* What the exercise asks:
In the records below, find the line containing "any shop front"; copy exactly that line and all lines after it to the end, and nothing else.

(Image annotation data)

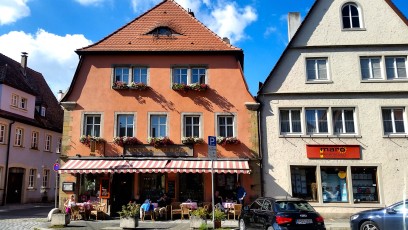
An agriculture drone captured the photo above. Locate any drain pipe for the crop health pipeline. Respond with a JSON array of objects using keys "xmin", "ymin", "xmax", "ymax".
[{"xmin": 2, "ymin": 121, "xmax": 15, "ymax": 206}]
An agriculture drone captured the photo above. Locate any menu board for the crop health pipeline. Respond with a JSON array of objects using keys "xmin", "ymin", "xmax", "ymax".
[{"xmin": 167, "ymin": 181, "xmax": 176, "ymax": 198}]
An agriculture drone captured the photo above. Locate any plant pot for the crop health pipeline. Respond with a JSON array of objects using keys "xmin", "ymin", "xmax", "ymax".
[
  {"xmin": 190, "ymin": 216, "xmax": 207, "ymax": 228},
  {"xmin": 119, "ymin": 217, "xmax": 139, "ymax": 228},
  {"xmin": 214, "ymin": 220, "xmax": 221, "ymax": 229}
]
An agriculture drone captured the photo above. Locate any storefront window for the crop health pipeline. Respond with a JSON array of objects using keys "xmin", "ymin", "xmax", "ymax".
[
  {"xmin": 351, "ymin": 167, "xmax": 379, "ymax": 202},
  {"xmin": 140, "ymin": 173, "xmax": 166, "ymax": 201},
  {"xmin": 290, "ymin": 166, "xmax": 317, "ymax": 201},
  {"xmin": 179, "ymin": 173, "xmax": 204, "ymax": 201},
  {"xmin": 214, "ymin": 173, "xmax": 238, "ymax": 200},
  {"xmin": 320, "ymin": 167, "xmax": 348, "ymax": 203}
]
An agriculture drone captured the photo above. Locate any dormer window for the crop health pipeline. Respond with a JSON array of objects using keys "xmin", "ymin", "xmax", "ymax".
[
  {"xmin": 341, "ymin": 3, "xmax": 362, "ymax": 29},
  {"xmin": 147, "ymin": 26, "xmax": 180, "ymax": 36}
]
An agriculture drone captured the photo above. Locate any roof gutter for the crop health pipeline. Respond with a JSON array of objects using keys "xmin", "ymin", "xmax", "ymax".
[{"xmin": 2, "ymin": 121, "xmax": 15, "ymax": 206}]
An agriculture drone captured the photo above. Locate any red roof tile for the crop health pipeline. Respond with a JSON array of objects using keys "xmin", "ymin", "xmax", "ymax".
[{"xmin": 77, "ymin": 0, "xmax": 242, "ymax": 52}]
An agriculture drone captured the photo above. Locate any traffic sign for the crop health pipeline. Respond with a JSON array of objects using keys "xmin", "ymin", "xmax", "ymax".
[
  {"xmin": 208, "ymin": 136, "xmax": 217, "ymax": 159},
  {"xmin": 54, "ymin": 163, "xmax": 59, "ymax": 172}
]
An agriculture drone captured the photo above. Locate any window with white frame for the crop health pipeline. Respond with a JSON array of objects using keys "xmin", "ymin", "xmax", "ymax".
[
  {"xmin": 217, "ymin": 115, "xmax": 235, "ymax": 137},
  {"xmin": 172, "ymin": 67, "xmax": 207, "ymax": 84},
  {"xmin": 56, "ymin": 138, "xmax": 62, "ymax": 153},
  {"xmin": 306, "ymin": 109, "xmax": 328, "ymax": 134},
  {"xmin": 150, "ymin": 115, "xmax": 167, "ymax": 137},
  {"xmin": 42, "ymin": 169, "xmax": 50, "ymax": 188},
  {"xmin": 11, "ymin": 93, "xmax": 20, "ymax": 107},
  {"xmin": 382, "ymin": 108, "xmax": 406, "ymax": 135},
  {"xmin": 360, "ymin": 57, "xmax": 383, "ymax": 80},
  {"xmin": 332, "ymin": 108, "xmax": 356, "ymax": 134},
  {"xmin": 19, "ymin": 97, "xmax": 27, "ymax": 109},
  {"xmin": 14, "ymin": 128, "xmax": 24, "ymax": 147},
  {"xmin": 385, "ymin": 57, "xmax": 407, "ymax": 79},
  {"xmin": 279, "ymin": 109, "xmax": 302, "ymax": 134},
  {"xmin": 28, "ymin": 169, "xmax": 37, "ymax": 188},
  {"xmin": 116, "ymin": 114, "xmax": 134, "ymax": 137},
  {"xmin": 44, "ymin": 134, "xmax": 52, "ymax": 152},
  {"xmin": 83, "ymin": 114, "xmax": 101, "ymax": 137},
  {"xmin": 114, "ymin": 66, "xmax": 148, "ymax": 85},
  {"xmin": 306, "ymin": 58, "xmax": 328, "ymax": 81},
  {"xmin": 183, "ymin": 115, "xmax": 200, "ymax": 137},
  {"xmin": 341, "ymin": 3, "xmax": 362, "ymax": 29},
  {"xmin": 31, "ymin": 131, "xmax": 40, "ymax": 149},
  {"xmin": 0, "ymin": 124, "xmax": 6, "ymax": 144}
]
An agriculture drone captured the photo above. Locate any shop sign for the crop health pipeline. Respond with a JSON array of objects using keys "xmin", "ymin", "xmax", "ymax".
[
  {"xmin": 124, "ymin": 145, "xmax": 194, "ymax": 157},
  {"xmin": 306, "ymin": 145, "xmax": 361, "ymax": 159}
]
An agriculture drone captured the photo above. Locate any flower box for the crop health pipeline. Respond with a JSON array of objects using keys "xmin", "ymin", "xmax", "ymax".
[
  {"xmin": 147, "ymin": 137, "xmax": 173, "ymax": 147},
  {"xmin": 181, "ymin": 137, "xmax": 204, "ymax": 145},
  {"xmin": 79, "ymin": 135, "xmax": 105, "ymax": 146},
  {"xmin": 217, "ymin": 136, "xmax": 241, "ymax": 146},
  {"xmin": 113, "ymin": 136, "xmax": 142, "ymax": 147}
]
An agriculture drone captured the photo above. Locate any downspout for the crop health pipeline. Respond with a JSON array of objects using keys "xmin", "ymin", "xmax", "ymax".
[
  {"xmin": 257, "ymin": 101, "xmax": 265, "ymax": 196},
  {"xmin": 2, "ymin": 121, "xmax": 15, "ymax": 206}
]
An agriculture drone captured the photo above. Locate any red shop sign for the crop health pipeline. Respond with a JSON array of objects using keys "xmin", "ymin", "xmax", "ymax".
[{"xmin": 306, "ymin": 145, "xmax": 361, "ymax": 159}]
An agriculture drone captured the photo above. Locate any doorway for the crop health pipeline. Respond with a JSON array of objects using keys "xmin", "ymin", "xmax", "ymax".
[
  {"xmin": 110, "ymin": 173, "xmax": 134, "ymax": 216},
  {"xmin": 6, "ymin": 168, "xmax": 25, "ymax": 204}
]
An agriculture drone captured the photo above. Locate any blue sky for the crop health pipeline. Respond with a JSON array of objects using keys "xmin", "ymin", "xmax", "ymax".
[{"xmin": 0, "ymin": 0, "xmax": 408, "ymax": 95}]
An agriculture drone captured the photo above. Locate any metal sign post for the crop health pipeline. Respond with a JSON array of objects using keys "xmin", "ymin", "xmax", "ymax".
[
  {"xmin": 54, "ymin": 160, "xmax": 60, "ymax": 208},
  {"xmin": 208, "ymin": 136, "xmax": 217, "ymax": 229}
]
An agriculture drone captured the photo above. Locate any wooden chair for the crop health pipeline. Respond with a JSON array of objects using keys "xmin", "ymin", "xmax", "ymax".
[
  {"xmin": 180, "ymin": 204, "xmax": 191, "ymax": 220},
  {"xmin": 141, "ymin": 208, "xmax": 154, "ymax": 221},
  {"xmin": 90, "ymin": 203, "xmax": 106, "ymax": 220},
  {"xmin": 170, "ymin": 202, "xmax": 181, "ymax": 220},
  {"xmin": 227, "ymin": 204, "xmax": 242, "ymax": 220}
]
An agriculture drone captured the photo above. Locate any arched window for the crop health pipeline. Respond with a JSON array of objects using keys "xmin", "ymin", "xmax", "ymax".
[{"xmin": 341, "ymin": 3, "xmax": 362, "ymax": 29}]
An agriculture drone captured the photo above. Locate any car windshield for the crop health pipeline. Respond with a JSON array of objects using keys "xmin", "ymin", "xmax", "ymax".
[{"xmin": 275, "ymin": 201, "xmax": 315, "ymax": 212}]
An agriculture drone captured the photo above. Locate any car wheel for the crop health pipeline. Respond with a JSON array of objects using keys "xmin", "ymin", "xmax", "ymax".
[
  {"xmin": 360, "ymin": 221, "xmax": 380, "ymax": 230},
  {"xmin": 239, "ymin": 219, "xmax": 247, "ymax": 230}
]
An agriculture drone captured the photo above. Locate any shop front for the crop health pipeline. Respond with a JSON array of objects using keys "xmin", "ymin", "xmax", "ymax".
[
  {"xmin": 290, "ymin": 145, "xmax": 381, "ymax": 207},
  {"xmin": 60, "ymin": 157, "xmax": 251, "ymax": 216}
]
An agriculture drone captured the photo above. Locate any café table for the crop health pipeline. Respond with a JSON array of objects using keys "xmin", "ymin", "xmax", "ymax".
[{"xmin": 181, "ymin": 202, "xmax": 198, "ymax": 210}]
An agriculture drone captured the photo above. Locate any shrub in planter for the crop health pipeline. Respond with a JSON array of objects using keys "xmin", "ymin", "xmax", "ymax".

* Answer to this problem:
An agriculture drone captured the photo above. Locate any shop front for the crop health pipeline. Respond with a JSON array of objects using keys "xmin", "ymin", "xmax", "ymax".
[
  {"xmin": 290, "ymin": 145, "xmax": 381, "ymax": 207},
  {"xmin": 60, "ymin": 157, "xmax": 251, "ymax": 216}
]
An agriculture drone captured the photo above. Locate any café table for the crop health pipeline. Respond with a JSON array of objects using keys "xmin", "ymin", "xmax", "ymax".
[{"xmin": 181, "ymin": 202, "xmax": 198, "ymax": 210}]
An agriculture drone captured the photo above. Locate any shrub in planter for the crop health pipeline. Respond with a JSON array of objects using keys "xmin", "ymin", "xmax", "ymax".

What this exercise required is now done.